- [What to do] Would you retype the whole listing exactly?

- [Provided data]
--- START ---

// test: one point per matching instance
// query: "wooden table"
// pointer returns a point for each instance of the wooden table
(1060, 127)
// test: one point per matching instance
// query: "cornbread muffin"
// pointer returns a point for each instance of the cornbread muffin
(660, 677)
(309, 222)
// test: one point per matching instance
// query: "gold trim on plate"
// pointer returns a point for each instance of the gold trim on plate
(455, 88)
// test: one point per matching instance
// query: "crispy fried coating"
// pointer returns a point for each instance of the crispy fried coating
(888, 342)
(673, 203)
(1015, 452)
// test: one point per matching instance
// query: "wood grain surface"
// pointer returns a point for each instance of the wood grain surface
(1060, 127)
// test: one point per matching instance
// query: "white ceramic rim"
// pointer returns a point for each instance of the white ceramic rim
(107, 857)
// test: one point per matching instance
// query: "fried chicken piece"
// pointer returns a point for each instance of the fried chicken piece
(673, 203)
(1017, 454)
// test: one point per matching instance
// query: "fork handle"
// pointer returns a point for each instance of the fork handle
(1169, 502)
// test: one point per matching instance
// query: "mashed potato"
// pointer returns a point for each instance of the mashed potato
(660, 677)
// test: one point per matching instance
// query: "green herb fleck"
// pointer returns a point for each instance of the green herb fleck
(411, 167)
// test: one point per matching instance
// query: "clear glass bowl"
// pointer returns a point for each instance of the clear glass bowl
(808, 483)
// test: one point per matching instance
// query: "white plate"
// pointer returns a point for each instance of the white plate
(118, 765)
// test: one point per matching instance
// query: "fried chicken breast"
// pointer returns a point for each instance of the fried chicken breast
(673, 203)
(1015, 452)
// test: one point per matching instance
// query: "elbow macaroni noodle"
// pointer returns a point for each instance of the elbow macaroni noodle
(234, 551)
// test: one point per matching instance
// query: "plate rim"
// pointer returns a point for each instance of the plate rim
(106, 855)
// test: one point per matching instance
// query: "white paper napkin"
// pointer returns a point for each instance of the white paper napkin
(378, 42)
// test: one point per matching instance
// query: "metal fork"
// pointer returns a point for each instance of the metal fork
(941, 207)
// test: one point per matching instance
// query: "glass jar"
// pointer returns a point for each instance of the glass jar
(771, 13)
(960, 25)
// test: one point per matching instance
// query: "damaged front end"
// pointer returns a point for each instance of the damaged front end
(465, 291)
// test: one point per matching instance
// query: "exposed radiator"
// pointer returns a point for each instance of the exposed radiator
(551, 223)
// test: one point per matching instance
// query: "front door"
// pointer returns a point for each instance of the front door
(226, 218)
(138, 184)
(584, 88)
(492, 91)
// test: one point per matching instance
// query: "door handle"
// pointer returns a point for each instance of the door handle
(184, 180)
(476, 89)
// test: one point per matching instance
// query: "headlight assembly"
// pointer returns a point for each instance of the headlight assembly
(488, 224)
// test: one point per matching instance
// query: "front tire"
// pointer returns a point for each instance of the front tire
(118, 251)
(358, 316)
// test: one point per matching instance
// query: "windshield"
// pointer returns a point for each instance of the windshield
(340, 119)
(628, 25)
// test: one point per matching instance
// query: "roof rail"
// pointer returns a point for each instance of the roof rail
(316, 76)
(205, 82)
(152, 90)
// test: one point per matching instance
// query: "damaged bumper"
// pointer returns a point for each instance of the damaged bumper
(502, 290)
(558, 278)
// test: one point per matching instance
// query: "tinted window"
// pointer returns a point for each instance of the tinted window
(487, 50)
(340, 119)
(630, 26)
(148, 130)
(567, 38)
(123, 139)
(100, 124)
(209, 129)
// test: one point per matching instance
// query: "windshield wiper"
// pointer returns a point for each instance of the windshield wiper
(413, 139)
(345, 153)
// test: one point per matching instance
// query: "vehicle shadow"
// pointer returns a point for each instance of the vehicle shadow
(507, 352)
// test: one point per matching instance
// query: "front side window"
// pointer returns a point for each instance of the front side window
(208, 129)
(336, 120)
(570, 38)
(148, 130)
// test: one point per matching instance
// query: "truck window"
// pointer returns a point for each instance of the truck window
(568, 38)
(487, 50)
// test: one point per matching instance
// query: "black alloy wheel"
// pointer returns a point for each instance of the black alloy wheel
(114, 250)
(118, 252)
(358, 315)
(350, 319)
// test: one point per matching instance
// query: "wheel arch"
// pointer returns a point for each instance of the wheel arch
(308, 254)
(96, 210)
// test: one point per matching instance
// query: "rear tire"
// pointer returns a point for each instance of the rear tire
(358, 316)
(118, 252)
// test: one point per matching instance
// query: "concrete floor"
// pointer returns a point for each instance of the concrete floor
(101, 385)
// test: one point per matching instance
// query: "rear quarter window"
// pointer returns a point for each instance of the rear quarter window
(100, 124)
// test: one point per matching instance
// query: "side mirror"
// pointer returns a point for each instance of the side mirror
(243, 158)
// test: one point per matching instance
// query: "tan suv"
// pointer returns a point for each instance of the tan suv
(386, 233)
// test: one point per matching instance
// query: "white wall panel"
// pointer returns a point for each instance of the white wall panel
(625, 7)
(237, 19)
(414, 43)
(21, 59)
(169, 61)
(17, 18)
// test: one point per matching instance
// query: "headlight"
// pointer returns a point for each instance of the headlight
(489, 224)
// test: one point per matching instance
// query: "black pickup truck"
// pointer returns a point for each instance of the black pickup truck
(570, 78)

--- END ---

- [Reply]
// test: one point per matching instance
// query: "wooden table"
// pointer returns a point for each instance of the wooden table
(1060, 127)
// test: one point per matching instance
// query: "cornbread muffin"
// pointer returns a point for each instance of the cornbread muffin
(660, 677)
(309, 222)
// test: one point per matching instance
// query: "gold trim on plate"
// pointer returns a point for each instance of the gold trim on plate
(455, 88)
// test: one point per matching instance
// query: "crispy fried coating"
// pointer returns a point for each instance of the crispy fried coating
(888, 342)
(673, 203)
(1015, 452)
// test: one point per matching instance
// query: "wood grain surface"
// pointer returns a point for each instance of the wood grain surface
(1060, 127)
// test: one point per matching instance
// query: "white ceramic rim"
// pointer returns a point for each instance of the white ceramic rim
(107, 857)
// test: one point per matching instance
// query: "fried chicken piece"
// pointer returns a point for each instance of the fried chicken piece
(673, 203)
(1017, 454)
// test: one point per matching instance
// query: "fork handle"
// pointer returns a point for each instance of the fork handle
(1169, 502)
// test: one point per matching instance
// query: "mashed potato"
// pointer returns a point for each instance of the mashed potato
(660, 677)
// test: one point per matching instance
// query: "green herb fleck"
// pointer returns a point for each instance of the green herb fleck
(411, 167)
// test: one point per matching instance
// query: "clear glass bowl"
// pointer returns a point for each instance of the clear glass bowl
(808, 483)
// test: one point per matching instance
// query: "white plate"
// pointer returns a point for each instance of the white plate
(118, 765)
// test: one point per matching instance
// query: "fried chicken breast"
// pointer returns a point for each instance of the fried chicken breast
(673, 203)
(1015, 452)
// test: one point per matching instance
// query: "elbow macaroni noodle"
// pointer returns a point for each instance of the elbow macaroni noodle
(234, 551)
// test: one point per matching instance
// query: "plate rim"
// pointer returns a point for each instance of the plate rim
(106, 855)
// test: one point per matching instance
// query: "white paper napkin"
// pointer returns a point for each instance of the white paper napkin
(378, 42)
// test: one point per matching instance
// query: "metal fork"
// pointer returns a point for each instance of the metal fork
(941, 207)
// test: one point per matching instance
// query: "glass jar"
// pointer returns a point for each instance of the glass jar
(771, 13)
(960, 25)
// test: one point per matching instance
// query: "damaged front end"
// pointer returns a point for each instance of the damaged front end
(465, 291)
// test: one point per matching instance
// query: "exposed radiator"
// pointer returns a point for each instance of the exposed radiator
(551, 223)
// test: one point per matching instance
// query: "front door"
// pointer returns a point for each instance of the front door
(226, 218)
(138, 184)
(584, 88)
(492, 91)
// test: one point per matching instance
// query: "door handle"
// pointer returns a point for each instance of the door handle
(184, 180)
(476, 89)
// test: one point per matching instance
// query: "headlight assembly"
// pointer returns a point for each instance of the headlight assembly
(488, 224)
// test: one point per matching instance
// query: "front tire"
// pointer returns a point for each instance of the front tire
(118, 251)
(358, 316)
// test: one point per matching instance
// query: "windshield"
// pointer returns a point for each instance of the windshield
(340, 119)
(628, 25)
// test: one point per matching instance
// query: "roof rail"
// pointer returns a point for each instance of the roof rail
(316, 76)
(205, 82)
(152, 90)
// test: one point per matching instance
// query: "damaged bumper"
// pointer returns a point for each instance of the damaged bumper
(502, 290)
(558, 278)
// test: one point per matching instance
// query: "tinted window"
// pointer returns a point for each instance of the tinted window
(487, 50)
(340, 119)
(630, 26)
(148, 130)
(567, 38)
(123, 139)
(100, 124)
(209, 129)
// test: one point per matching instance
// query: "windshield wiper"
// pointer returns a point for each instance of the windshield wiper
(413, 139)
(345, 153)
// test: one point per matching instance
// query: "vehicle shadow"
// pointer returns a point for each instance of the vehicle shadow
(507, 352)
// test: one point per matching instance
// query: "front side window"
// pointer returns a point for each instance of the front side window
(208, 129)
(336, 120)
(570, 38)
(148, 130)
// test: one point per matching instance
// query: "truck window"
// pointer returns a point for each instance of the truck window
(568, 38)
(487, 50)
// test: one point per matching instance
// query: "black alloy wheel"
// pointer returns a point for each instance of the black alloy wheel
(114, 250)
(118, 252)
(358, 315)
(350, 319)
// test: one point per matching instance
// query: "wheel arch"
// pointer returns a point for each instance of the wheel arch
(308, 254)
(96, 210)
// test: one point per matching instance
// query: "rear tire"
// pointer returns a point for each instance of the rear tire
(358, 316)
(118, 252)
// test: one point per matching instance
// query: "concrete floor"
// pointer returns a point for each instance of the concrete floor
(101, 385)
// test: one point per matching instance
// query: "rear quarter window"
// pointer returns a point for each instance of the rear quarter window
(100, 124)
// test: one point per matching instance
// query: "side mirror"
// pointer returns a point for each instance of the side mirror
(243, 158)
// test: one point per matching instance
// query: "tan suv"
// pointer returns a point for each instance of the tan suv
(386, 233)
// test: one point per matching instance
// query: "white wall panel"
// pointer returns a point for each instance of the white wall panel
(625, 7)
(237, 19)
(414, 43)
(21, 59)
(169, 61)
(17, 18)
// test: one point per matching instance
// query: "headlight"
// pointer returns a point for each instance of the headlight
(489, 224)
// test: one point per matching instance
// query: "black pickup truck"
// pointer returns a point for each instance of the black pickup truck
(570, 78)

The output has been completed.